Fuller Road Morning Walks

I was lucky that I first began to do my constitutionals on Fuller Road and the Mall part of the Dhaka University campus. The walks my doctor had prescribed soon began to feel pleasurable in the still lovely parts of the DU campus. How could I not like the early morning sights and sounds in that green and quiet world then? In spring and early summer flowering krishnachura, radhachura or jarul trees presented a visual feast even as mango blossoms and other flowers scented the air; the solitary cuckoo bird, at its most insistent in the early hours, too, was unforgettable. In the rainy season, everything looked lush green while the fragrance of kodom or kamini flowers suffused the air; in autumn, delicate sheuli blooms embellished mornings imperceptibly for us walkers.

February morning walks were made colourful by “early bird” couples all dressed up for the occasion of Bashanta Utshob[4] or Valentine’s Day dates. Ekushey February[5] and December 14[6]— Martyred Intellectuals Day—mornings, in contrast, were mournful occasions when walkers appeared touched by the solemnity of events they were heading towards. Eid days saw only scanty early morning traffic, but soon after seven in the morning, kurta-clad people could be seen rushing to the central mosque of the campus. But most days, Fuller Road mornings seemed to us walkers in sync with a relaxed, unhurried mode of existence.

Short problem 1: Collect every line of the entries that contains the string "window", and treat uppercase and lowercase letters as different.
The text on the Fuller Road walks and the entries are unrelated to each other.

Dataset content:
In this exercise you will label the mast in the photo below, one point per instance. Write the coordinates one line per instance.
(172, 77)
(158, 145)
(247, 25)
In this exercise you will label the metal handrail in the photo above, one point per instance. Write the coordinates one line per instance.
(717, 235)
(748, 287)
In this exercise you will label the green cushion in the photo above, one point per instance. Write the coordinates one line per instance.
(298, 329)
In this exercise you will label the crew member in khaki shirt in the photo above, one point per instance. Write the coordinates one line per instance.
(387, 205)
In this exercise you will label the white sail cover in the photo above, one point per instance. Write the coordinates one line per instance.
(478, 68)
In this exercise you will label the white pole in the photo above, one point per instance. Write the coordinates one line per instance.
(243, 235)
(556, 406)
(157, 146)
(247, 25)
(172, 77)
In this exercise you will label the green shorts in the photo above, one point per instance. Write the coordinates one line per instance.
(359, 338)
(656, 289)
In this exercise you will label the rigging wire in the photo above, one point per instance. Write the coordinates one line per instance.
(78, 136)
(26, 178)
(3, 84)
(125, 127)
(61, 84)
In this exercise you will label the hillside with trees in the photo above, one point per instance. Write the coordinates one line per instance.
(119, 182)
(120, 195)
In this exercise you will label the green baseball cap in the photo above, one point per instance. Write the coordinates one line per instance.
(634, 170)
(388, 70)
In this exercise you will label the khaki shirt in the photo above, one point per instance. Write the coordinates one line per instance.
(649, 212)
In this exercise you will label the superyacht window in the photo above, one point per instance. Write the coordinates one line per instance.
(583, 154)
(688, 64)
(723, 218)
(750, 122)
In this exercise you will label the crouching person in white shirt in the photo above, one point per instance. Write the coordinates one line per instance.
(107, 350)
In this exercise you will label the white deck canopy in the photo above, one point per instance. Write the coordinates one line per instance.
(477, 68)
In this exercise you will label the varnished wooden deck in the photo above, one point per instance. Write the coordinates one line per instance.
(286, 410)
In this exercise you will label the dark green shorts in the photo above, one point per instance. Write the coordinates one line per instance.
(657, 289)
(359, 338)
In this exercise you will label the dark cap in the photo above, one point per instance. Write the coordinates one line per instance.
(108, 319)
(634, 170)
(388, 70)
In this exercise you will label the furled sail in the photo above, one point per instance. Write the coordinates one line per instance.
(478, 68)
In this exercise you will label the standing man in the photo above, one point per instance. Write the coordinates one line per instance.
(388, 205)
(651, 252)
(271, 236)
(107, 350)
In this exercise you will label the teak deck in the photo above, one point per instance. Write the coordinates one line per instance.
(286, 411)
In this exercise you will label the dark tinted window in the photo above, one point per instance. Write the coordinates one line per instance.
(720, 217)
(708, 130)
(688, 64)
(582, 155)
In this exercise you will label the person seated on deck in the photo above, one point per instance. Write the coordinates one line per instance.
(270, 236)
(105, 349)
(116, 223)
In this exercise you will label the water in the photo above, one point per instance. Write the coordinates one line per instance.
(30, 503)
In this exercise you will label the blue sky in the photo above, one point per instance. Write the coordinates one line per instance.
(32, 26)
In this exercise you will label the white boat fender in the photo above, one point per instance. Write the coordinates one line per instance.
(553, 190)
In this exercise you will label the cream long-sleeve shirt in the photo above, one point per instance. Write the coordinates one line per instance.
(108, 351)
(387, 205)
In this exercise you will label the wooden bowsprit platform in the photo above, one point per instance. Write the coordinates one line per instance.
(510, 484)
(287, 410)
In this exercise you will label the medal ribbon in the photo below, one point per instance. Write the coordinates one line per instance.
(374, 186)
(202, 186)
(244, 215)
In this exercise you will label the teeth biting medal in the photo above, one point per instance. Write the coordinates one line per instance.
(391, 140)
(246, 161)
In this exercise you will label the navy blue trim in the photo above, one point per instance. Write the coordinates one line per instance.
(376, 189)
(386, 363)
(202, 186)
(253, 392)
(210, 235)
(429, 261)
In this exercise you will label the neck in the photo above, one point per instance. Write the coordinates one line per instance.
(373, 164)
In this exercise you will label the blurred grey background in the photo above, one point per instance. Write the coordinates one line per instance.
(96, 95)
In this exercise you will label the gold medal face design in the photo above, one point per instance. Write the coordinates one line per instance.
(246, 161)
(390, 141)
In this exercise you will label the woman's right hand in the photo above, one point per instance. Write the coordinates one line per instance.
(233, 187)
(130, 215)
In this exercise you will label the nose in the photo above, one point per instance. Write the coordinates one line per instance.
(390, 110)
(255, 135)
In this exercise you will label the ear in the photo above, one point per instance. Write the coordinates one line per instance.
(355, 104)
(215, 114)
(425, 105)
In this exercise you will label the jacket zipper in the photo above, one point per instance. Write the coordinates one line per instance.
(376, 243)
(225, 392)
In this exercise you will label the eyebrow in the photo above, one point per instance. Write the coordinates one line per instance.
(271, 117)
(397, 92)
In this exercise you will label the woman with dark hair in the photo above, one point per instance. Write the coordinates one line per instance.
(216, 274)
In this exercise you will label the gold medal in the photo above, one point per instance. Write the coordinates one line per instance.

Short problem 2: Resume the account of morning walks on Fuller Road, continuing from its final sentence.

Final result 1:
In this exercise you will label the superyacht window in the photo above, one point per instance. Write the coordinates one line per instance.
In this exercise you will label the dark tinted window in the photo above, one point per instance. Write the coordinates one line per instance.

Final result 2:
Other scenes caught my attention during morning walks for often unusual reasons. The wild dogs of night would disappear in full light, but one would occasionally come across pack members intimidating one another or chasing solitary, skinny squirrels or stray cats who would fight back in their own fierce or wily ways. A not uncommon and sobering scene was that of a rickshawallah parked on the street, precariously perched on his seat, attempting to steal some sleep anyhow before heading for his next back-breaking assignment. Certain times of the year, the neighbourhood madman would attract one’s attention with his manic display. And not infrequently and sickeningly, one would encounter a bedraggled drug addict every now and then. Looking doped and possessed, his eyes turned away from prying gazes, he was inclined to slink away.

I, for my part, got addicted quickly to my early morning campus walks. There was the heady feeling of the fresh air charging up my veins; it was pleasurable too to walk with people with whom I could share the twists and turns of university politics and vent my indignation at the way campus politicking was vitiating the atmosphere day by day. And after 45 minutes of brisk walking and a quick shower, I had a healthy appetite and a mind relaxed for the day’s work.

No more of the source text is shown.